**Exercise**
Recast the entries from the line containing "Can you see the car" up to and including the line containing "x=286, y=81" as a Markdown table with two columns, Row and Line. Number each row, and leave out any blank lines.

**Records for this exercise**
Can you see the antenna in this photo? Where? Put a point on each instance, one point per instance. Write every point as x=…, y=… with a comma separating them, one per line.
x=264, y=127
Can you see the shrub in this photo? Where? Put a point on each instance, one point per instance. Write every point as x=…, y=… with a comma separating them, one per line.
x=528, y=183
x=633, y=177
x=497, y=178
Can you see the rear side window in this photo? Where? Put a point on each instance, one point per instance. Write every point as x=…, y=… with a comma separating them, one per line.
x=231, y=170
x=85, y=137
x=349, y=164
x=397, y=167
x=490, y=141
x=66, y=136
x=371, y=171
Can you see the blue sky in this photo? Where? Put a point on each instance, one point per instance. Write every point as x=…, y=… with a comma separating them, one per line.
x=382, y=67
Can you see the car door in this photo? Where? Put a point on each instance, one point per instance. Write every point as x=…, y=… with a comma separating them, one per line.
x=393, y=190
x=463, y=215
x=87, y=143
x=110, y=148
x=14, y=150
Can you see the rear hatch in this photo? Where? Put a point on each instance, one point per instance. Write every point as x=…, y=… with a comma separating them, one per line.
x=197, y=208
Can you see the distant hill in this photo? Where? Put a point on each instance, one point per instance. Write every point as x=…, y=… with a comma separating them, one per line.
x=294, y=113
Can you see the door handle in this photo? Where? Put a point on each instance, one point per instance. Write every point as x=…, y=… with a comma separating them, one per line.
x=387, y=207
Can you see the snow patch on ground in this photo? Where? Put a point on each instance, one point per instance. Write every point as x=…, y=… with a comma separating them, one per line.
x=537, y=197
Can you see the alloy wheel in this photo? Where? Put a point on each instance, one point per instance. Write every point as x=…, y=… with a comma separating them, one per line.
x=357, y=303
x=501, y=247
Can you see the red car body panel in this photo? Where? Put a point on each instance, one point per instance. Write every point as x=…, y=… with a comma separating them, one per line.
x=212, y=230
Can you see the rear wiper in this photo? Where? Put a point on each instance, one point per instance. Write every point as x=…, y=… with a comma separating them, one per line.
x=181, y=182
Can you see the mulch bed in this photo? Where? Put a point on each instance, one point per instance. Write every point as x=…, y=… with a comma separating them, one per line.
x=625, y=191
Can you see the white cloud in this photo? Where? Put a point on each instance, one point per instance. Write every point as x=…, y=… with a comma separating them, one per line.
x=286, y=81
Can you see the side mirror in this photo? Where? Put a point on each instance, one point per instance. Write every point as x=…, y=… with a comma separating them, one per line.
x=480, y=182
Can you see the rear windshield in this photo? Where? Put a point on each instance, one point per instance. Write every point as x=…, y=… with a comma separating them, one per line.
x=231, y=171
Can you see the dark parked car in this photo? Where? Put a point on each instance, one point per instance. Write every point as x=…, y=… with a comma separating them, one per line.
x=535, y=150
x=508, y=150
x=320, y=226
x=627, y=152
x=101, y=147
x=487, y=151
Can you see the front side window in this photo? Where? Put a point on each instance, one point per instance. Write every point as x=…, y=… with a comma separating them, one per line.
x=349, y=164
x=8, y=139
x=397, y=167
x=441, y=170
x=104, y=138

**Solution for this task**
| Row | Line |
|---|---|
| 1 | Can you see the car door in this photo? Where? Put a point on each instance, one point per instance. Write every point as x=…, y=… with a comma separating them, one per line. |
| 2 | x=393, y=190 |
| 3 | x=463, y=215 |
| 4 | x=87, y=143 |
| 5 | x=110, y=148 |
| 6 | x=14, y=150 |
| 7 | Can you see the rear hatch in this photo? Where? Put a point on each instance, one point per instance. Write every point as x=…, y=… with a comma separating them, one per line. |
| 8 | x=197, y=208 |
| 9 | Can you see the distant hill in this photo? Where? Put a point on each instance, one point per instance. Write every point as x=…, y=… with a comma separating them, one per line. |
| 10 | x=294, y=113 |
| 11 | Can you see the door handle in this photo? Where? Put a point on each instance, one point per instance. Write every point as x=…, y=… with a comma separating them, one per line. |
| 12 | x=387, y=207 |
| 13 | Can you see the snow patch on ground in this photo? Where? Put a point on each instance, one point per instance. Write every point as x=…, y=… with a comma separating them, one per line. |
| 14 | x=537, y=197 |
| 15 | Can you see the alloy wheel in this photo? Where? Put a point on each instance, one point per instance. Write every point as x=…, y=… with a comma separating them, one per line. |
| 16 | x=357, y=303 |
| 17 | x=501, y=247 |
| 18 | Can you see the red car body panel in this photo? Where? Put a point on each instance, one point per instance. Write every point as x=…, y=… with a comma separating them, one per line. |
| 19 | x=212, y=230 |
| 20 | Can you see the rear wiper in this photo? Where? Put a point on each instance, one point per instance. Write every point as x=…, y=… with a comma separating them, one per line. |
| 21 | x=181, y=182 |
| 22 | Can you see the mulch bed in this photo? Where? Put a point on each instance, one point per instance. Write every point as x=…, y=… with a comma separating them, one per line. |
| 23 | x=625, y=191 |
| 24 | Can you see the white cloud in this photo? Where? Put a point on each instance, one point per instance. Write every point as x=…, y=… with a comma separating them, one per line. |
| 25 | x=286, y=81 |